*What you will do:*
(1) In the article on transgender students in New Jersey public schools, which state law has for many years included "gender identity or expression" as a protected legal classification?
(2) Pick up the article on transgender students in New Jersey public schools after its last sentence and write what comes next.

*Selected extract:*
■ ■ ■

The laws governing New Jersey school districts are often so ambiguous they bring to mind the old saying, a camel is a horse designed by a committee. Statutes and regulations are usually the product of so many negotiated compromises that the final version is sometimes clear as mud. Until the courts announce the correct interpretation in a case brought before them, school boards must rely on educated guesses about how that litigation will turn out. And so it is with the legalities surrounding the accommodation of transgender students in our public schools.
There are legal, psychological, moral and educational dimensions to every aspect of transgender student accommodation, from bathroom access to preferred pronouns, with passions running high on all sides. Lately, however, concerns about parental notification have taken center stage. Are school staff permitted, or even required, to disclose students’ transgender status to their parents? Do students’ preferences regarding parental notification take precedence? Should different rules apply to very young students?
In the law, as in life, finding the right answers starts with asking the right questions. This article intentionally takes no position on where school leaders should land regarding parental notification, but instead poses questions and identifies issues school leaders should ponder as they think the issue through for themselves.
To help understand where we are in the evolution of transgender accommodation law, let’s review how we got here. On a national level, the legal wrangling over the rights of transgender students focuses on Title IX of the Education Amendments Act of 1972, a federal law prohibiting discrimination on the basis of “sex” in federally funded programs. Title IX does not define “sex,” the U.S. Supreme Court has not yet addressed whether the term means only the anatomical sex assigned at birth or includes the gender one identifies with ‑- and there is no consensus on the issue in the lower federal courts.
In 2016, with sexual politics very much impacting the presidential campaign that year, the Obama administration issued a “Dear Colleague” letter taking the position that “sex” in Title IX includes one’s identified gender, and that transgender students are fully protected under that law. The letter did not have the force of law but served notice on school districts that they could face time-consuming and expensive enforcement actions by “the feds” if they did not adopt that interpretation. The Trump administration, in early 2017, withdrew the letter with the pronouncement that “there must be due regard for the primary role of the States and local school districts in establishing educational policy[,]” thus leaving school districts uncertain about what Title IX requires of them.
The uncertainty over federal law was less of a concern here in New Jersey because our own state-level anti-discrimination statute, the New Jersey Law Against Discrimination, has for many years included “gender identity or expression” and “affectional or sexual orientation” as protected legal classifications. Even so, to this day the LAD has never spelled out what specific accommodations transgender students are entitled to, or how to reconcile those students’ privacy with their parents’ understandable desire to know what’s happening in their children’s lives.

■ ■ ■

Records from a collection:
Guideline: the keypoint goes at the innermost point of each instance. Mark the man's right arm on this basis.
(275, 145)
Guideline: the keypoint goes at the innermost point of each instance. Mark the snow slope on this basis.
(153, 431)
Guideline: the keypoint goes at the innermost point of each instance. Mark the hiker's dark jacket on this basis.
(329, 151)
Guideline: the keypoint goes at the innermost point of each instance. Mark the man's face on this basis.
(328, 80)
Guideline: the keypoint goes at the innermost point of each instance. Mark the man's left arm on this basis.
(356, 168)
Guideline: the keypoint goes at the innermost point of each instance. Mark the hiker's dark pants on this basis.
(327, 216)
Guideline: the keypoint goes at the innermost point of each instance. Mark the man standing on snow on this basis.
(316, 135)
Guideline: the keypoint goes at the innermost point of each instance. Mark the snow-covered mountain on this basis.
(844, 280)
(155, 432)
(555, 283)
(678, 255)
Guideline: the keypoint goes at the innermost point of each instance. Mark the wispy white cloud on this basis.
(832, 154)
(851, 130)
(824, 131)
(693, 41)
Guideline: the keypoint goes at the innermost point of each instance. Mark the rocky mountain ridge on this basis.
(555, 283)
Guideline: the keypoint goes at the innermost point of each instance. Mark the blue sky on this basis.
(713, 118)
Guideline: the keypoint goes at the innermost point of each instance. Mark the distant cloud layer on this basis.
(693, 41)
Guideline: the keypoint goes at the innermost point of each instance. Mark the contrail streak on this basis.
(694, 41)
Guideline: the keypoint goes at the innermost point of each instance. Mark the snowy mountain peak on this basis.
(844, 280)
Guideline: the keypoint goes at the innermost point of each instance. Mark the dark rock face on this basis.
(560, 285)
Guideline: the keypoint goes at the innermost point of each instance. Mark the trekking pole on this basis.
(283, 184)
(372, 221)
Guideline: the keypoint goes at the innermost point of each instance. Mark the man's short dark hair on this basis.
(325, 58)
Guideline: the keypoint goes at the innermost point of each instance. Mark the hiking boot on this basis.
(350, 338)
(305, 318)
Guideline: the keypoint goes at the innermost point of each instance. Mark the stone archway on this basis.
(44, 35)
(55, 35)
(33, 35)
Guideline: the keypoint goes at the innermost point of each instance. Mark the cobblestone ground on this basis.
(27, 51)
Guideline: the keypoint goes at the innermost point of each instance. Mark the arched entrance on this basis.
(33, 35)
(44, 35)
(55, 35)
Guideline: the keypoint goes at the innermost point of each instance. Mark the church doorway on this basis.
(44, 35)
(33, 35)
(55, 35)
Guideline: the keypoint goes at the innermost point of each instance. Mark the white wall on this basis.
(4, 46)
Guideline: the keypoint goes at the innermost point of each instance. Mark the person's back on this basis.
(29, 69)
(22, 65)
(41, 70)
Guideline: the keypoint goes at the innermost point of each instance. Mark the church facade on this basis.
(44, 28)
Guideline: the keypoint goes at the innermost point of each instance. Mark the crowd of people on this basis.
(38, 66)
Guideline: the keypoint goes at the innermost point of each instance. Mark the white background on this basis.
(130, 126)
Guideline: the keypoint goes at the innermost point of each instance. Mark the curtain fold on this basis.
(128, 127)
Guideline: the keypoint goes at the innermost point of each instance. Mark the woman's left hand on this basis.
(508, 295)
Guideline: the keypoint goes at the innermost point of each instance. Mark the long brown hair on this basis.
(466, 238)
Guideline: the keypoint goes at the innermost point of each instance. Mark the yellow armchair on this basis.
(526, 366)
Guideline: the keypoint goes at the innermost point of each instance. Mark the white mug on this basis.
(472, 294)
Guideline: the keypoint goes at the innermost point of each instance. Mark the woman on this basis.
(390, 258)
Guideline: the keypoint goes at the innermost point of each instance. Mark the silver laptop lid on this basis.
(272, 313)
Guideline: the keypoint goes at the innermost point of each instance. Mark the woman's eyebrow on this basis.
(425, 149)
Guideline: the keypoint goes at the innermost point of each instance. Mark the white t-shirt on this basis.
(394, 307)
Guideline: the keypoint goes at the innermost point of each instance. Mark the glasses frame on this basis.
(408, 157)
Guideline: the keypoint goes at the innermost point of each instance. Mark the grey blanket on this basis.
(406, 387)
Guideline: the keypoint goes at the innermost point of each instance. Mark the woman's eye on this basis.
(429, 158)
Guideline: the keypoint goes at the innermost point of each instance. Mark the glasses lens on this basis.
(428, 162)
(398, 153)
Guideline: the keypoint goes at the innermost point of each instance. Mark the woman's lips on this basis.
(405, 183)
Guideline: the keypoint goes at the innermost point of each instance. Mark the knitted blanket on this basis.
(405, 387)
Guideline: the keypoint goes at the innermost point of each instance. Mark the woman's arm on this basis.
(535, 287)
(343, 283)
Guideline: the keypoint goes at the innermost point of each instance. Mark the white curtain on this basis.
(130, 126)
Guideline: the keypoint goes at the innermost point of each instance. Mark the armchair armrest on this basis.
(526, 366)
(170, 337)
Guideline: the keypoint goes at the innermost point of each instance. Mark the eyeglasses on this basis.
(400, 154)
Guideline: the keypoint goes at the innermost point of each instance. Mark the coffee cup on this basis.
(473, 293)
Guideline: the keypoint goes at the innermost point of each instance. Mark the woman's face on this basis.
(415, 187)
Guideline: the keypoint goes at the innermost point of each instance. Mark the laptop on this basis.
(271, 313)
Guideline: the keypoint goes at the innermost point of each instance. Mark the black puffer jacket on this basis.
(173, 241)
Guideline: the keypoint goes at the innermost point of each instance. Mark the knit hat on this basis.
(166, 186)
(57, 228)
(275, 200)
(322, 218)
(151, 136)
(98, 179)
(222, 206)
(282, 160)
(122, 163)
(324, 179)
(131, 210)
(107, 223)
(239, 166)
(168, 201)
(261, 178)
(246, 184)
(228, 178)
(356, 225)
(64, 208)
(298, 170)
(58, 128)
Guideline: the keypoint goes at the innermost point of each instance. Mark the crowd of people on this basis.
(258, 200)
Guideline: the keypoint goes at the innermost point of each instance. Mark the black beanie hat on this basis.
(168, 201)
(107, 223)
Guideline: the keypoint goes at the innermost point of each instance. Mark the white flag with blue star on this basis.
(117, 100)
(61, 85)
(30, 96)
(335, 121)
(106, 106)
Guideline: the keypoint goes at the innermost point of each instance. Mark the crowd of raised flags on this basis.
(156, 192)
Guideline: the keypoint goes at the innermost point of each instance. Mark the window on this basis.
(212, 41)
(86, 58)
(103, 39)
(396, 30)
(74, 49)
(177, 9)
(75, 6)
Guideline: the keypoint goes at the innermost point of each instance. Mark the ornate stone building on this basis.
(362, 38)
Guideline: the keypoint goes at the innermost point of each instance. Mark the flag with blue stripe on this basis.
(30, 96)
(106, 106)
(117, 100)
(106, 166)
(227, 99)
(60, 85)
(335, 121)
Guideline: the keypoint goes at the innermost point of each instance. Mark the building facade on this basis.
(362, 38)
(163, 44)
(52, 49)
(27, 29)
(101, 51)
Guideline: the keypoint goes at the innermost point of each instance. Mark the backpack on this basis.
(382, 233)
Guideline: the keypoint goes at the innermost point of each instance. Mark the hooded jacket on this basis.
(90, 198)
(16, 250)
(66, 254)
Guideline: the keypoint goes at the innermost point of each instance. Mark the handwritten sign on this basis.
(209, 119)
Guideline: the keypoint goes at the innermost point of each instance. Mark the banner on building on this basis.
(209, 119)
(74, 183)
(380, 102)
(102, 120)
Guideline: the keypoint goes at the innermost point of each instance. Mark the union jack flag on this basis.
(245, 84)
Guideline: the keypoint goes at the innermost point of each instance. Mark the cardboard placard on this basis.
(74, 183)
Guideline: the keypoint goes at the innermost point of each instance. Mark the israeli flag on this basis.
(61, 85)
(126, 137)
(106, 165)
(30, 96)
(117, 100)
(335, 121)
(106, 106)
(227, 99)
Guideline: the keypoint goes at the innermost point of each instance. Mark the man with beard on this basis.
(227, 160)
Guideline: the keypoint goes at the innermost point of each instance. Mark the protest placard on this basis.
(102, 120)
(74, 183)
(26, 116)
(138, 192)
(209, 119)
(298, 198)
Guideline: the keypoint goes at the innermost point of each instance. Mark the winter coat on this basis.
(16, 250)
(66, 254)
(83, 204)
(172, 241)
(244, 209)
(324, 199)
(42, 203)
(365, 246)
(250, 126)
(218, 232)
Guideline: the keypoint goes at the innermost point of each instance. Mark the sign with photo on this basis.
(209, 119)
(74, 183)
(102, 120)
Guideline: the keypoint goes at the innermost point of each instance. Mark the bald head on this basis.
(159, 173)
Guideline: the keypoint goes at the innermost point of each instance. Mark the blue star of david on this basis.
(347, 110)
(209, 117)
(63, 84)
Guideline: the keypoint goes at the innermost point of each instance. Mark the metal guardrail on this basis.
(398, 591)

■ ■ ■

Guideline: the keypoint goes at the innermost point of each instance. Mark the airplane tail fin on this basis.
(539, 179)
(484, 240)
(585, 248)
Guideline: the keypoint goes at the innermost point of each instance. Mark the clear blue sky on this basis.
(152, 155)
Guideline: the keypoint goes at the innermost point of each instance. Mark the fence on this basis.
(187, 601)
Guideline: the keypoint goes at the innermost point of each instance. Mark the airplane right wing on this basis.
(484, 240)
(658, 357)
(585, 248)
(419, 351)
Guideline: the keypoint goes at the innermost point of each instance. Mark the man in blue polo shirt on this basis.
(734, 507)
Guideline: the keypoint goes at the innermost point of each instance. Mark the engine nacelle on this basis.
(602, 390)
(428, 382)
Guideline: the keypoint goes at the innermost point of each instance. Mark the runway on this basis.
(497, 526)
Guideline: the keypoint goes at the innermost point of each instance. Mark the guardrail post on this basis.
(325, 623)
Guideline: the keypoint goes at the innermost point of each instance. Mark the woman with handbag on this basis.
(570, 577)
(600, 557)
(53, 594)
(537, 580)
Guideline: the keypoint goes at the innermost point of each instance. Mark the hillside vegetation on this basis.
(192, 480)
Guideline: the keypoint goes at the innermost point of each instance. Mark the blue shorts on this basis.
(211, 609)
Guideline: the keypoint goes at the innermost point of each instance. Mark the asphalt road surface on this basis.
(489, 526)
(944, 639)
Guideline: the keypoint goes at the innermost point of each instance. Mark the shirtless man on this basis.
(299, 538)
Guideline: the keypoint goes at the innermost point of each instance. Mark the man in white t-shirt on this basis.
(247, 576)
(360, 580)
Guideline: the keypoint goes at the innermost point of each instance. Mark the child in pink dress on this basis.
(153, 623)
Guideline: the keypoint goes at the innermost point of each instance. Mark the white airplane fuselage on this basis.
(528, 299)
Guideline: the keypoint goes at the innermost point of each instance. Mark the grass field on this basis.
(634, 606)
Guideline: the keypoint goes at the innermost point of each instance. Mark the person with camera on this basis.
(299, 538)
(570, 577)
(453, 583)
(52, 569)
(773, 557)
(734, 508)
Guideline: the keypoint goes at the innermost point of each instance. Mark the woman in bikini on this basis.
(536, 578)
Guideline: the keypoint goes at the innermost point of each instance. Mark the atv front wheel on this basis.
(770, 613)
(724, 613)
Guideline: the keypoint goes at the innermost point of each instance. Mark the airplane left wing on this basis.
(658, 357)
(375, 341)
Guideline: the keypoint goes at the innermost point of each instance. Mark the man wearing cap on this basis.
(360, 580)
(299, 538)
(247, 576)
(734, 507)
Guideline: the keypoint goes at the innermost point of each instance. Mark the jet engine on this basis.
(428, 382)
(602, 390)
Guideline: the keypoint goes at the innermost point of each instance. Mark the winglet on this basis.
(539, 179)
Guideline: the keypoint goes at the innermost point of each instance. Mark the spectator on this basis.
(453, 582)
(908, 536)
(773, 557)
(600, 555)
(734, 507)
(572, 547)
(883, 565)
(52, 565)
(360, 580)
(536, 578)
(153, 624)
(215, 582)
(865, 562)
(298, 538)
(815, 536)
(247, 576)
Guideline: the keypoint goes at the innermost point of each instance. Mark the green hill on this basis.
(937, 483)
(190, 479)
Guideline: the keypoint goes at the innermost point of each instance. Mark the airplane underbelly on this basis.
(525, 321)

■ ■ ■

*Task-by-task outputs:*
(1) The New Jersey Law Against Discrimination (the LAD).

(2)
To fill this void, the New Jersey Legislature, in 2017, adopted N.J.S.A. 18A:36-41, directing the commissioner of education to “develop and distribute to school districts guidelines concerning transgender students.” These guidelines were to address, among other things, “confidentiality and privacy concerns, including ensuring that school personnel do not disclose information that may reveal a student’s transgender status except as allowed by law, and advising schools to work with the student to create an appropriate confidentiality plan regarding the student’s transgender or transitioning status[.]”
A year later, in 2018, the Department of Education issued the long-awaited guidance, accessible at https://tinyurl.com/5h5vr54b. Along with accommodations such as access to restrooms and locker rooms, the guidance addressed confidentiality and parental notification: “School personnel may not disclose information that may reveal a student’s transgender status except as allowed by law. . . There is no affirmative duty for any school district personnel to notify a student’s parent or guardian of the student’s gender identity or expression.” The guidance did not advocate keeping students’ sexuality secret from their parents. To the contrary, it encouraged parental involvement, but for the most part left it to the student to decide if, when and how that should be accomplished. Exceptions were provided for legally mandated disclosures, such as HIB investigation results, as long as students were given advance notice this would be occurring.
Like the 2016 “Dear Colleague” letter, the department’s guidance was not a statute or administrative regulation, so it was not legally binding in itself. It did, however, represent the department’s position on what was required to comply with the LAD, so districts that ignored it did so at their peril. Many school boards around the state promptly modified their transgender accommodation policies to track the guidance, including its parental notification standards. Although the changes generated little fanfare at the time, there have been organized campaigns in some districts, over the past year, to roll back transgender accommodations and mandate notice to parents if school employees have any reason to believe students are transgender. In response to these concerns, some districts revised their policies to require parental notification even over students’ objections.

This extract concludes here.